[Start of Attachment]

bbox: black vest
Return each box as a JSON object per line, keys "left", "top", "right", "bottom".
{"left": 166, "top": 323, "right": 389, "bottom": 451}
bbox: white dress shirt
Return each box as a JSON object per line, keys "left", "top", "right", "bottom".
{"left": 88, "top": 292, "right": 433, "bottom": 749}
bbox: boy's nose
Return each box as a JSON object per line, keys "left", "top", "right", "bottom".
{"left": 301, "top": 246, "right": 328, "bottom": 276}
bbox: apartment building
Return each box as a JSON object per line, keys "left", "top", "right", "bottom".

[End of Attachment]

Would you output all the records above exactly as written?

bbox: black vest
Return each box as a JSON object per line, keys "left", "top", "right", "bottom".
{"left": 166, "top": 323, "right": 389, "bottom": 451}
bbox: white dress shirt
Return each box as a JSON object per line, keys "left", "top", "right", "bottom".
{"left": 88, "top": 292, "right": 433, "bottom": 749}
bbox: boy's nose
Return each box as a JSON object per line, keys "left", "top", "right", "bottom".
{"left": 301, "top": 246, "right": 328, "bottom": 276}
bbox: apartment building
Return each box as a JSON object per line, keys "left", "top", "right", "bottom".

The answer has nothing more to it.